● **Document excerpt**:
################
# Cold Smoking in a WSM?



## stevebell (Jul 30, 2011)

If i buy the amazn pellet or sawdust smoker will I be able to smoke in the wsm using this for cold smoking cheese and bacon?

Do i need to go to a MES or propane cabinet smoker for better results?

Thanks

steve


----------



## venture (Jul 30, 2011)

Sure you can, if the ambient temps are low enough.  We have guys on here using the AMNS to smoke in cardboard boxes.

Good luck and good smoking.


----------



## SmokinAl (Jul 30, 2011)

You can easily cold smoke in your WSM using the dust or pellet smoker.

I do it all the time.

I also just use my Weber kettle for cold smoking.

If I have a large amount of cheese or bacon I will use my Smoke Vault, but most of the time the WSM or kettle is perfect.
################
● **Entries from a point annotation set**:
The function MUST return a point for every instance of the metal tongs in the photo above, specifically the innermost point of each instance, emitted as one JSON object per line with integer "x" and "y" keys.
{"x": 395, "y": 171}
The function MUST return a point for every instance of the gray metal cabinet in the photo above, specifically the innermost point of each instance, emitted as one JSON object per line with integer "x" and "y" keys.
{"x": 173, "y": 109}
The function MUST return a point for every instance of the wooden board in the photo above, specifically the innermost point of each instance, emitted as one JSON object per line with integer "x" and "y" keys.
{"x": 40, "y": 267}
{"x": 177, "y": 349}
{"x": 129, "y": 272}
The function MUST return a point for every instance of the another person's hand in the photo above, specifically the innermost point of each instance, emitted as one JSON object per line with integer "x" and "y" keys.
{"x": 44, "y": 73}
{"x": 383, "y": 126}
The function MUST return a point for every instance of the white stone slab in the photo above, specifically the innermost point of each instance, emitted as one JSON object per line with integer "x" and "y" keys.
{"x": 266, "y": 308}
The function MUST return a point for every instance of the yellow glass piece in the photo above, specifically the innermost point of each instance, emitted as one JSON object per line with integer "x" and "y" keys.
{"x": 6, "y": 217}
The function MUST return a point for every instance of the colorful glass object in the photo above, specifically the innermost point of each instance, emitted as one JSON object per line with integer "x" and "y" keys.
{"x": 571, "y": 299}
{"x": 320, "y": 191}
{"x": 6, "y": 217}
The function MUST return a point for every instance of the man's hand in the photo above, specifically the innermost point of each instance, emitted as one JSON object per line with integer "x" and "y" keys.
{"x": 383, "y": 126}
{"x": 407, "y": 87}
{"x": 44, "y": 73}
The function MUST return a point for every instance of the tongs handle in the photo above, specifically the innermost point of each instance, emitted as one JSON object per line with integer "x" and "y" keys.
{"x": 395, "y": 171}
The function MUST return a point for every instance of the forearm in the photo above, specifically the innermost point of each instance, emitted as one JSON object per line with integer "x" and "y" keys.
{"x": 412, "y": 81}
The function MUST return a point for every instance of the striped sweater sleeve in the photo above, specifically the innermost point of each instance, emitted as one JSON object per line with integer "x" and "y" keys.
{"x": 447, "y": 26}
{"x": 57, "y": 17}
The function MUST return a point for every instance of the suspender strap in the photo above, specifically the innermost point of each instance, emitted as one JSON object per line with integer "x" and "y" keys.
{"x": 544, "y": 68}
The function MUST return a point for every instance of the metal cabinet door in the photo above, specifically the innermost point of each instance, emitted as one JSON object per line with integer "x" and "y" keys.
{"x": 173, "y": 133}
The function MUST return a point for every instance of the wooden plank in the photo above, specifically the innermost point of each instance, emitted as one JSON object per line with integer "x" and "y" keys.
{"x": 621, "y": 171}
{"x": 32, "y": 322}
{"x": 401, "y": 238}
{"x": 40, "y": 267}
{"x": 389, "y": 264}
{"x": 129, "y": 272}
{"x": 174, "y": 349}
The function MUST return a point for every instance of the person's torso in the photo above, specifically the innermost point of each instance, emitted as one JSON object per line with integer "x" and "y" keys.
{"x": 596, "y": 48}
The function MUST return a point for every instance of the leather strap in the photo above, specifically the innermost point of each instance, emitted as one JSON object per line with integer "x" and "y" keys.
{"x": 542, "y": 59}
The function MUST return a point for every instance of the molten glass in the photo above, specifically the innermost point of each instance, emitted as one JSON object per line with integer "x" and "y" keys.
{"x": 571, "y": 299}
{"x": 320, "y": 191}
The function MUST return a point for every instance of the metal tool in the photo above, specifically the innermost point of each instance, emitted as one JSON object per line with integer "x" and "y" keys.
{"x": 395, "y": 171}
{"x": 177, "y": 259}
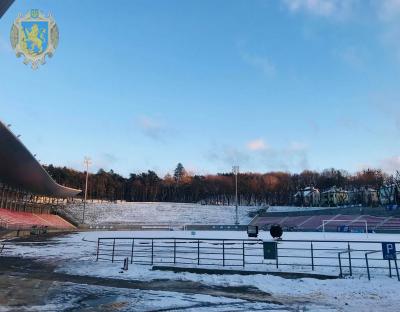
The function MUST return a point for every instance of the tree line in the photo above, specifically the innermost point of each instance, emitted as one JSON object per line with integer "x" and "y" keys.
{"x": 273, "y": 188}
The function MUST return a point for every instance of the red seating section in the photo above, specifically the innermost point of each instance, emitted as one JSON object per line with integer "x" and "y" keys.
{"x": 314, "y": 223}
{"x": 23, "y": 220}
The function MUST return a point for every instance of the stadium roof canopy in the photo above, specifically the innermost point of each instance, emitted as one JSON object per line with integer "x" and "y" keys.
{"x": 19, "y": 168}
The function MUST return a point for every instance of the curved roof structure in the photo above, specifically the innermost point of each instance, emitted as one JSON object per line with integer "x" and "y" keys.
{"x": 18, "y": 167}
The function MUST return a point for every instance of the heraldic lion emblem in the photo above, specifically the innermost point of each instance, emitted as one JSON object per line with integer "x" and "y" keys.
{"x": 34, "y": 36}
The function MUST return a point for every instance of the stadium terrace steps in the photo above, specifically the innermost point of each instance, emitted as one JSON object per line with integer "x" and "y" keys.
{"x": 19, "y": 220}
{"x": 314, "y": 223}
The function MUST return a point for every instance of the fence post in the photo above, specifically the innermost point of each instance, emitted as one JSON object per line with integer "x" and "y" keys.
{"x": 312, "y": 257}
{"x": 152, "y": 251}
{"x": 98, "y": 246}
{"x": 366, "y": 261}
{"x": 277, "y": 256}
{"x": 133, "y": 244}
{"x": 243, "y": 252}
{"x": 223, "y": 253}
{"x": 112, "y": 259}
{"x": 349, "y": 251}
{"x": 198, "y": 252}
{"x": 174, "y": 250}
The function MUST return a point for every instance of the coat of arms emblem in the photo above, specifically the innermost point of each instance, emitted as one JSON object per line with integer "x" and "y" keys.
################
● **Required work**:
1. In the cold smoking thread, what condition does venture say must be met for cold smoking in the WSM?
2. List the usernames of everyone who posted in the cold smoking thread.
3. Write the next reply in the cold smoking thread, following SmokinAl's post.
The records have nothing to do with the cold smoking thread.

● **Per-task outputs**:
1. The ambient temperatures must be low enough.

2. stevebell, venture, SmokinAl

3.
----------



## tjohnson (Jul 30, 2011)

Your WSM will be perfect!

I use some stacking cooling racks I got at Walmart for extra room.  They cost $9.

Not sure they will fit, but I can check on my Weber Grill

Venture is correct about the temps.  For bacon it's not a big deal, but if you want to cold smoke cheese, you have to do it when the ambient temps are cooler.

Todd


----------



## meateater (Aug 6, 2011)

Absolutely.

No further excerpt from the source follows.